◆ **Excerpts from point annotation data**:
---+---

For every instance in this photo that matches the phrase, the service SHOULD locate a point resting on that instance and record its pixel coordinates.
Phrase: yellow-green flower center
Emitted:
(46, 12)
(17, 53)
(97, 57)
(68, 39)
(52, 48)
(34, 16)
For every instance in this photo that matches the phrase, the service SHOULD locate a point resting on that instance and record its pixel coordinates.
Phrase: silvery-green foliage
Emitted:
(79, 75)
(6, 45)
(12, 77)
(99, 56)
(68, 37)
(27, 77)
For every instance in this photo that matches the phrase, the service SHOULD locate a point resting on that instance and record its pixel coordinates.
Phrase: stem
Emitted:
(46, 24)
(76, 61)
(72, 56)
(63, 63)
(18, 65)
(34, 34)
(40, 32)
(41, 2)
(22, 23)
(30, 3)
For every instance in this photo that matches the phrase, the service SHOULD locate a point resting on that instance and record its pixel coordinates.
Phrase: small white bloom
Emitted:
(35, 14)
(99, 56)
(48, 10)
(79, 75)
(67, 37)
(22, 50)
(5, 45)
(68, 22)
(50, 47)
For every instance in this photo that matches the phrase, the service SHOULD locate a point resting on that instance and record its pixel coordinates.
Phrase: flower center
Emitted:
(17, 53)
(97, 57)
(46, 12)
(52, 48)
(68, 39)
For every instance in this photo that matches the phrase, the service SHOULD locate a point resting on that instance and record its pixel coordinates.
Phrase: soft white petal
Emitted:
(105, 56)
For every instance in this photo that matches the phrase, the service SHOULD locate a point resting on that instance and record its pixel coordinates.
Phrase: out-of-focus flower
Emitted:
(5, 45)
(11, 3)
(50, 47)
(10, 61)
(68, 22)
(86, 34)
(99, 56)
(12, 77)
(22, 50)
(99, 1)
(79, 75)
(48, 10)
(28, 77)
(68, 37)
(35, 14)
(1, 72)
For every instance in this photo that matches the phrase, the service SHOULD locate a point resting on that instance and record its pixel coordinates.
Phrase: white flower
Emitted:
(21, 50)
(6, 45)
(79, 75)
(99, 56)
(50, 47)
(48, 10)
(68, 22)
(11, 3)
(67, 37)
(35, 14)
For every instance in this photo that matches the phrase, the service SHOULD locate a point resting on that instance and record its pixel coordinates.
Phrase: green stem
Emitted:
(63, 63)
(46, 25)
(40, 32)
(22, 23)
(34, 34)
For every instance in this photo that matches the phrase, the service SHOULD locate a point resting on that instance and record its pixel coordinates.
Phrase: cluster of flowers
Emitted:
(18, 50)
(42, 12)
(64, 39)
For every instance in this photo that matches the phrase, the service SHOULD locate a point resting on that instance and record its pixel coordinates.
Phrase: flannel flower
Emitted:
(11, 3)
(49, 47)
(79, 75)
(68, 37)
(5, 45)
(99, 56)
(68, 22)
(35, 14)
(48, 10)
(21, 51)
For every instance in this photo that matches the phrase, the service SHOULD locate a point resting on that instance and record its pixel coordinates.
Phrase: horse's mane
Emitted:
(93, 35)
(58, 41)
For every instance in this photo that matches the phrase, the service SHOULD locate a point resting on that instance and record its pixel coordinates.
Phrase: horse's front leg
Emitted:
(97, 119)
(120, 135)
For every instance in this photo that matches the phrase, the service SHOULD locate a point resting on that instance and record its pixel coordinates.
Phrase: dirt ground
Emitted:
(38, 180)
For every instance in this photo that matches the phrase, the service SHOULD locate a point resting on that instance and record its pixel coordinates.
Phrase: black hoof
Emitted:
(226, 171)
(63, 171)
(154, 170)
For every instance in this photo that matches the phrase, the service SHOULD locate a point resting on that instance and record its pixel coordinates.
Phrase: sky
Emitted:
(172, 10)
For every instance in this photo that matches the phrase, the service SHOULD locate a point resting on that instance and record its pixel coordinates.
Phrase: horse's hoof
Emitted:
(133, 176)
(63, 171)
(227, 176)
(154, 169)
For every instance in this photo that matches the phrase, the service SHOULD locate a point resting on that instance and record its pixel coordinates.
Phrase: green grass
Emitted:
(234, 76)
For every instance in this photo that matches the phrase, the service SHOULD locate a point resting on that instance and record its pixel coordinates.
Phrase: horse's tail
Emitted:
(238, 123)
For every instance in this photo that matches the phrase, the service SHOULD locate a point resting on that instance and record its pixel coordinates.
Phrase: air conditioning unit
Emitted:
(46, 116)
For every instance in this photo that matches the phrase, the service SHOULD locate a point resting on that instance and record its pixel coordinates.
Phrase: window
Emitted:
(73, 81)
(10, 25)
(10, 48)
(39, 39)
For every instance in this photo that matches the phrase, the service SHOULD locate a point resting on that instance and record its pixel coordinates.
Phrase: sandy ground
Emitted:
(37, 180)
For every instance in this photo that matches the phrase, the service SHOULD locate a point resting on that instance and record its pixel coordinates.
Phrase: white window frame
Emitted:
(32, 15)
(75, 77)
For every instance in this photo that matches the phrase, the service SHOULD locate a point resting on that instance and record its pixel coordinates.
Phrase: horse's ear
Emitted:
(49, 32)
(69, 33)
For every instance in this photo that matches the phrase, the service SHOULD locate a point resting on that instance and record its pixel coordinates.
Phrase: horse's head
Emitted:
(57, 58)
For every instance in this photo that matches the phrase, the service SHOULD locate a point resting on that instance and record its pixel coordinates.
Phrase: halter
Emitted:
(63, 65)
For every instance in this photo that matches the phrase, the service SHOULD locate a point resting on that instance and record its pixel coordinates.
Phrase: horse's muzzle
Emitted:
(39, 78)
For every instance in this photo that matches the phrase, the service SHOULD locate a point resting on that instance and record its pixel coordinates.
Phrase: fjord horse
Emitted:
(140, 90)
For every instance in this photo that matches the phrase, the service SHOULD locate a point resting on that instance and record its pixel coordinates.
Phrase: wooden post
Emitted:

---+---

◆ **GIVEN PROBLEM**:
Repeat every line of the records above exactly.

◆ **EXERCISE RESPONSE**:
For every instance in this photo that matches the phrase, the service SHOULD locate a point resting on that instance and record its pixel coordinates.
Phrase: yellow-green flower center
Emitted:
(46, 12)
(17, 53)
(97, 57)
(68, 39)
(52, 48)
(34, 16)
For every instance in this photo that matches the phrase, the service SHOULD locate a point resting on that instance and record its pixel coordinates.
Phrase: silvery-green foliage
Emitted:
(79, 75)
(6, 45)
(12, 77)
(99, 56)
(68, 37)
(27, 77)
For every instance in this photo that matches the phrase, the service SHOULD locate a point resting on that instance and record its pixel coordinates.
Phrase: stem
Emitted:
(46, 24)
(76, 61)
(72, 56)
(63, 63)
(18, 65)
(34, 34)
(40, 32)
(41, 2)
(22, 23)
(30, 3)
For every instance in this photo that matches the phrase, the service SHOULD locate a point resting on that instance and record its pixel coordinates.
Phrase: small white bloom
Emitted:
(35, 14)
(99, 56)
(48, 10)
(79, 75)
(67, 37)
(22, 50)
(5, 45)
(68, 22)
(50, 47)
For every instance in this photo that matches the phrase, the service SHOULD locate a point resting on that instance and record its pixel coordinates.
Phrase: flower center
Emitted:
(17, 53)
(97, 57)
(46, 12)
(52, 48)
(68, 39)
For every instance in this photo that matches the phrase, the service SHOULD locate a point resting on that instance and record its pixel coordinates.
Phrase: soft white petal
Emitted:
(105, 56)
For every instance in this photo that matches the phrase, the service SHOULD locate a point resting on that instance and record its pixel coordinates.
Phrase: out-of-focus flower
Emitted:
(5, 45)
(11, 3)
(50, 47)
(10, 61)
(68, 22)
(86, 34)
(99, 56)
(12, 77)
(22, 50)
(99, 1)
(79, 75)
(48, 10)
(28, 77)
(68, 37)
(35, 14)
(1, 72)
For every instance in this photo that matches the phrase, the service SHOULD locate a point resting on that instance and record its pixel coordinates.
Phrase: white flower
Emitted:
(21, 50)
(6, 45)
(79, 75)
(99, 56)
(50, 47)
(48, 10)
(68, 22)
(11, 3)
(67, 37)
(35, 14)
For every instance in this photo that matches the phrase, the service SHOULD locate a point resting on that instance and record its pixel coordinates.
Phrase: green stem
Emitted:
(63, 63)
(46, 25)
(40, 32)
(22, 23)
(34, 34)
For every instance in this photo that matches the phrase, the service SHOULD locate a point resting on that instance and record its pixel coordinates.
Phrase: cluster of flowers
Emitted:
(18, 50)
(42, 12)
(64, 39)
For every instance in this photo that matches the phrase, the service SHOULD locate a point resting on that instance and record its pixel coordinates.
Phrase: flannel flower
Emitted:
(11, 3)
(49, 47)
(79, 75)
(68, 37)
(5, 45)
(99, 56)
(68, 22)
(35, 14)
(48, 10)
(21, 51)
For every instance in this photo that matches the phrase, the service SHOULD locate a point resting on that instance and record its pixel coordinates.
Phrase: horse's mane
Emitted:
(93, 35)
(58, 41)
For every instance in this photo that matches the phrase, the service SHOULD locate a point resting on that instance and record its pixel coordinates.
Phrase: horse's front leg
Emitted:
(97, 119)
(120, 135)
For every instance in this photo that matches the phrase, the service SHOULD locate a point resting on that instance and record its pixel coordinates.
Phrase: dirt ground
Emitted:
(38, 180)
For every instance in this photo that matches the phrase, the service SHOULD locate a point resting on that instance and record its pixel coordinates.
Phrase: black hoof
Emitted:
(226, 171)
(63, 171)
(154, 170)
For every instance in this photo that matches the phrase, the service SHOULD locate a point resting on that instance and record its pixel coordinates.
Phrase: sky
Emitted:
(172, 10)
For every instance in this photo that matches the phrase, the service SHOULD locate a point resting on that instance and record its pixel coordinates.
Phrase: horse's hoof
Emitted:
(133, 176)
(63, 171)
(227, 176)
(154, 169)
For every instance in this photo that matches the phrase, the service SHOULD locate a point resting on that instance and record its pixel coordinates.
Phrase: green grass
Emitted:
(234, 76)
For every instance in this photo that matches the phrase, the service SHOULD locate a point resting on that instance and record its pixel coordinates.
Phrase: horse's tail
Emitted:
(238, 123)
For every instance in this photo that matches the phrase, the service SHOULD locate a point resting on that instance and record its pixel coordinates.
Phrase: air conditioning unit
Emitted:
(46, 116)
For every instance in this photo that matches the phrase, the service SHOULD locate a point resting on that instance and record its pixel coordinates.
Phrase: window
Emitted:
(73, 81)
(10, 25)
(10, 48)
(39, 39)
For every instance in this photo that matches the phrase, the service SHOULD locate a point resting on that instance and record its pixel coordinates.
Phrase: sandy ground
Emitted:
(37, 180)
For every instance in this photo that matches the phrase, the service SHOULD locate a point resting on that instance and record its pixel coordinates.
Phrase: white window frame
Emitted:
(32, 15)
(75, 77)
For every instance in this photo that matches the phrase, the service SHOULD locate a point resting on that instance and record its pixel coordinates.
Phrase: horse's ear
Emitted:
(49, 32)
(69, 33)
For every instance in this photo that matches the phrase, the service SHOULD locate a point resting on that instance and record its pixel coordinates.
Phrase: horse's head
Emitted:
(57, 58)
For every instance in this photo that matches the phrase, the service SHOULD locate a point resting on that instance and record its pixel coordinates.
Phrase: halter
Emitted:
(63, 65)
For every instance in this photo that matches the phrase, the service SHOULD locate a point resting on that instance and record its pixel coordinates.
Phrase: horse's muzzle
Emitted:
(39, 78)
For every instance in this photo that matches the phrase, the service SHOULD locate a point resting on that instance and record its pixel coordinates.
Phrase: fjord horse
Emitted:
(140, 90)
For every instance in this photo that matches the phrase, the service SHOULD locate a point resting on that instance and record its pixel coordinates.
Phrase: wooden post
Emitted:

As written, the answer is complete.